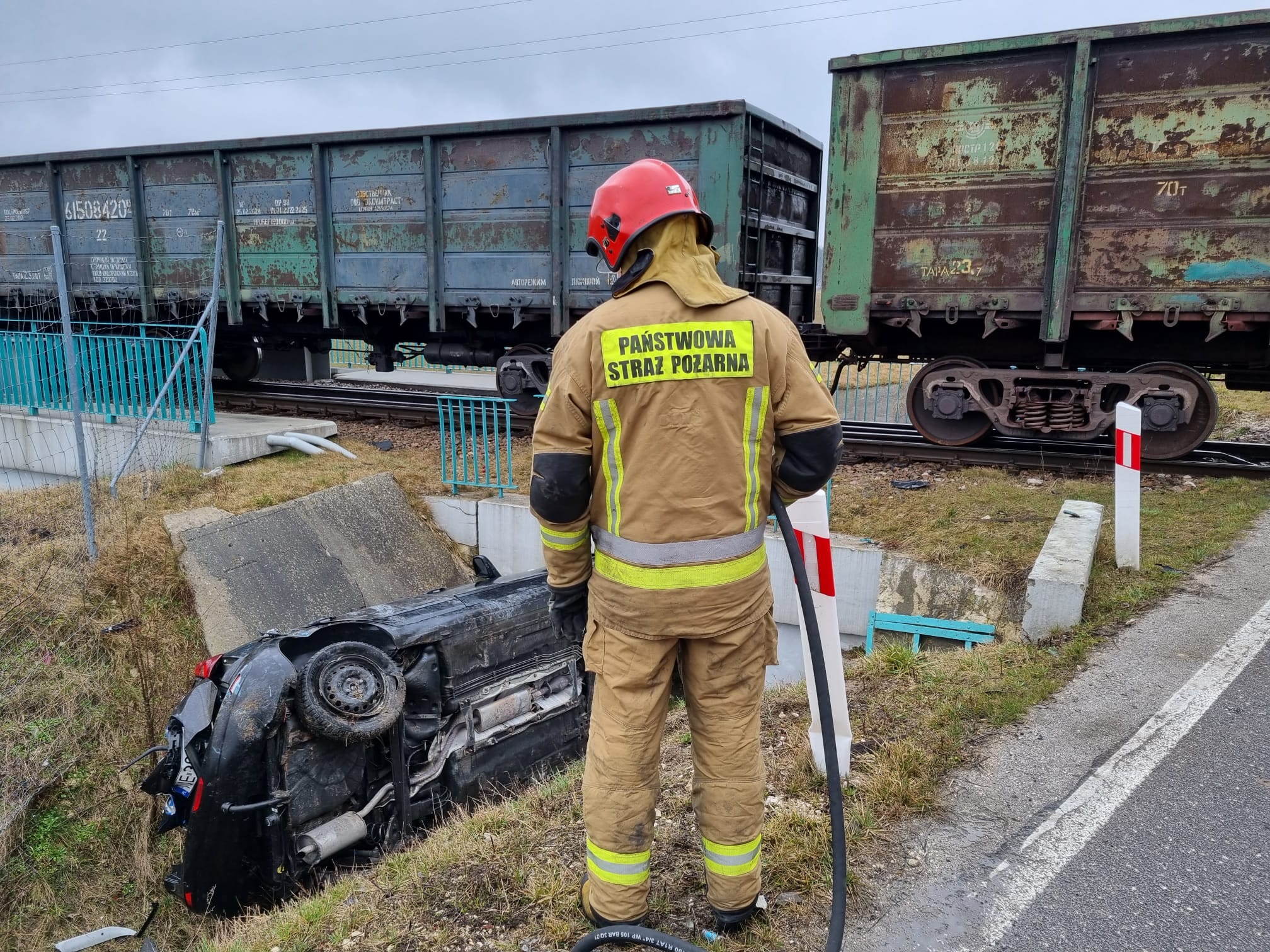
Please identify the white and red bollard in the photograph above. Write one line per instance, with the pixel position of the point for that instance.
(811, 521)
(1128, 487)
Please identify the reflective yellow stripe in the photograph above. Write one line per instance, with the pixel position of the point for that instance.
(732, 859)
(611, 429)
(680, 351)
(617, 868)
(681, 577)
(566, 541)
(756, 417)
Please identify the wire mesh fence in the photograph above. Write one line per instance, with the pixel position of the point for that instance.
(94, 390)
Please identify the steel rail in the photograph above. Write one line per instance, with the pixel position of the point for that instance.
(861, 441)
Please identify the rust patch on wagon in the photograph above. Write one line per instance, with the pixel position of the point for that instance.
(1199, 258)
(975, 86)
(495, 152)
(107, 174)
(621, 146)
(23, 178)
(180, 171)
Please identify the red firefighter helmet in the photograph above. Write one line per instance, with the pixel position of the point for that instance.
(634, 198)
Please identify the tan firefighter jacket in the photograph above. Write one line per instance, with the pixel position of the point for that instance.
(657, 446)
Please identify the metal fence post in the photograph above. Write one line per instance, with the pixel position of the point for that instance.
(205, 423)
(75, 391)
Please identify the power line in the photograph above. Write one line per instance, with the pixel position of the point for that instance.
(262, 36)
(415, 56)
(489, 59)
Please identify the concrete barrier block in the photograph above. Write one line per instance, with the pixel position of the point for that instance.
(315, 557)
(1061, 575)
(911, 587)
(856, 569)
(507, 533)
(456, 517)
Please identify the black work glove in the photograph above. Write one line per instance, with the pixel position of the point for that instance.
(568, 609)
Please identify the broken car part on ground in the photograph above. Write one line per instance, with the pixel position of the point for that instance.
(332, 742)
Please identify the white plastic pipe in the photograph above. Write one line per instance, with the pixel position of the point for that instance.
(322, 442)
(306, 448)
(811, 521)
(1128, 487)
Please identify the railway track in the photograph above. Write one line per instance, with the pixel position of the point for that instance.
(861, 441)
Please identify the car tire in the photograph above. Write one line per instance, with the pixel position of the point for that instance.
(351, 692)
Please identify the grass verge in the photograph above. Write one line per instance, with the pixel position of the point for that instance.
(76, 701)
(505, 875)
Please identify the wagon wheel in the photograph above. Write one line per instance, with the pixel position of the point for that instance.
(946, 433)
(1164, 445)
(239, 362)
(526, 397)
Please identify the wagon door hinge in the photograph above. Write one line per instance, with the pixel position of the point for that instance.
(1128, 309)
(1217, 311)
(988, 309)
(916, 311)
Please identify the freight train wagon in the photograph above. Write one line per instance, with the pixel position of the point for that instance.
(1057, 224)
(467, 238)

• • • • •

What the task asks
What is needed here is each line above set down word for word, minus the images.

Task solution
Please identify the white and red bollard in the photograph above. Write one line per instance, with the pixel position of the point for that instance.
(811, 521)
(1128, 487)
Please identify the reflective yellow stripe in the photograph above. Write one line per instance, with the pixel position of the point for that instance.
(732, 859)
(611, 429)
(680, 351)
(617, 868)
(681, 577)
(566, 541)
(756, 417)
Please identify the wire mesh fence in the photograph above. Write one line per instance, with the pixel position of the point for that instance.
(94, 390)
Please identify the steel rail in the photograph above. Write one line per instance, with the pixel position of the point for that instance.
(861, 441)
Please identify the rust patch on wagon in the photograph above. Write one line per instance, with the pixel position of the point for that instance.
(1199, 258)
(975, 86)
(495, 152)
(107, 174)
(621, 146)
(23, 178)
(180, 171)
Please identify the red firefighter helmet in the photograph above. Write one line per instance, with the pixel position of the point for that instance.
(634, 198)
Please identify the tan firefighter jacket in the photograph above. Write one line per instance, with the pixel position of the point for that instance.
(657, 446)
Please identify the metal fence post in the photograph above. Write one line per instance, with the pixel position of the point for that instance.
(205, 423)
(75, 391)
Please identify the power line in the photograph above. Write one line per instance, with the pixel position of the point for that instance.
(262, 36)
(415, 56)
(489, 59)
Please identify the concrete barrier block in the photograph above. Write one line per instance, with the pixel position of the point for that instance.
(315, 557)
(1061, 575)
(911, 587)
(856, 569)
(507, 533)
(456, 517)
Please identify the black work glove in the photograph above. Write one line per instance, with the pixel position of the point for that instance.
(568, 609)
Please identify the broken car part on ground in the photograph above. Write one line per instance, with the pixel position of the point for that instance.
(332, 742)
Please identify the white plastic pipe in the photograph above. Write one line per instance, with the pixel position of the point for that instance.
(322, 442)
(306, 448)
(811, 521)
(1128, 487)
Please identify the railway track in the photograph above. Write one line per instance, with the pixel position of the point for that instance.
(861, 441)
Please identify the car tire in the photograph above. Write one line per instance, with the pixel position of the point for that instance.
(351, 692)
Please identify the grass verge in the photograph above. Write one line per instance, with the pixel position of the point for that instance.
(76, 701)
(505, 875)
Please identify the wagon wheel in the photograph above. Write one line per instance, with the pixel position of the point for that instance.
(946, 433)
(1164, 445)
(239, 362)
(526, 397)
Please identify the wagon door hinge in the photograph above. Write one line per instance, with the pixel position of the point for that instance.
(1128, 309)
(1217, 311)
(988, 309)
(916, 311)
Please identify the freight train wagon in the photograph above. Write one line per instance, with the pixel position of the point for that instance.
(1057, 224)
(467, 238)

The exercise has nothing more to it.